→ **Problem requirements**:
Pull out every line in the items below that contains the word "tree", matching its case exactly.

→ **Information shown**:
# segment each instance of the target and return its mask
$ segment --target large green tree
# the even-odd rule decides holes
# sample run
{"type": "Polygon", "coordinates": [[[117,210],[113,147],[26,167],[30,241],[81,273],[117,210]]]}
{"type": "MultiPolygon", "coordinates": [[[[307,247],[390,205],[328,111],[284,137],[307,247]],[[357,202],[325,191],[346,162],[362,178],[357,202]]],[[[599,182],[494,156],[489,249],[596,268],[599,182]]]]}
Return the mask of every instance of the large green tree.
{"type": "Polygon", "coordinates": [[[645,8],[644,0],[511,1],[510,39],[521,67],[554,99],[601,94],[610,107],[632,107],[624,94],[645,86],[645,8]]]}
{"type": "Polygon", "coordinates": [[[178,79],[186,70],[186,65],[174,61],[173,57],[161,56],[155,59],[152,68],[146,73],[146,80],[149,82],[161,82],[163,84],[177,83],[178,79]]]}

---

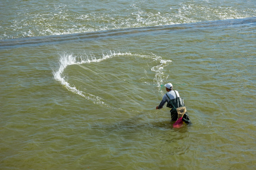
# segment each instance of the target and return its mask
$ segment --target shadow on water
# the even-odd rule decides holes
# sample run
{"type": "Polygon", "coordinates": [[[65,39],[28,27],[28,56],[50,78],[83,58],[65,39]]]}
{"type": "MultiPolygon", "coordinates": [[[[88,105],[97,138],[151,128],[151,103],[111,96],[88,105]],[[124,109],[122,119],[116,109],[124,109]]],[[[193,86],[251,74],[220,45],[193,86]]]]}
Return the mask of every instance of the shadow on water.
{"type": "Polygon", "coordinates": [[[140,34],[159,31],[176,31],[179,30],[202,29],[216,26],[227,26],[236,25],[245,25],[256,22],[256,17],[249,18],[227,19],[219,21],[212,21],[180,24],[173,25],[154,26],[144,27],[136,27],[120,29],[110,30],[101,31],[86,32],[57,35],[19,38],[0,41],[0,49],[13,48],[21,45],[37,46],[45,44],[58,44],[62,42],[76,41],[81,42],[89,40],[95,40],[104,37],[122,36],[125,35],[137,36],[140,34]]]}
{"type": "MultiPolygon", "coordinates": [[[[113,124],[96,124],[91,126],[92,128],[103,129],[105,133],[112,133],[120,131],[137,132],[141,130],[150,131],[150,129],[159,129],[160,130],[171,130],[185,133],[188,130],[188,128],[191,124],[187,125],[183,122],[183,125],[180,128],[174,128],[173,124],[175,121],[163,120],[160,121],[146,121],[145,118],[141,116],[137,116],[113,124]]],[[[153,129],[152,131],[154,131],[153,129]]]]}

==

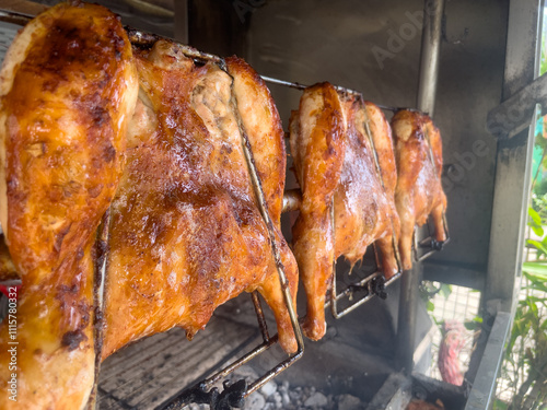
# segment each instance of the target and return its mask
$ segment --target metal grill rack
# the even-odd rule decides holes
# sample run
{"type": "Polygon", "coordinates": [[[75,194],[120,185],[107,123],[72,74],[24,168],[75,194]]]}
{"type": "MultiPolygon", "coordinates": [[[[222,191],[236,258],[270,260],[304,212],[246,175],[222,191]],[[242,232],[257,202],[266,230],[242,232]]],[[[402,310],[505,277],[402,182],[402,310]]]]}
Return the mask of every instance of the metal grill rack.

→ **Solved problem**:
$ segment --target large green tree
Return the mask of every instance of the large green tree.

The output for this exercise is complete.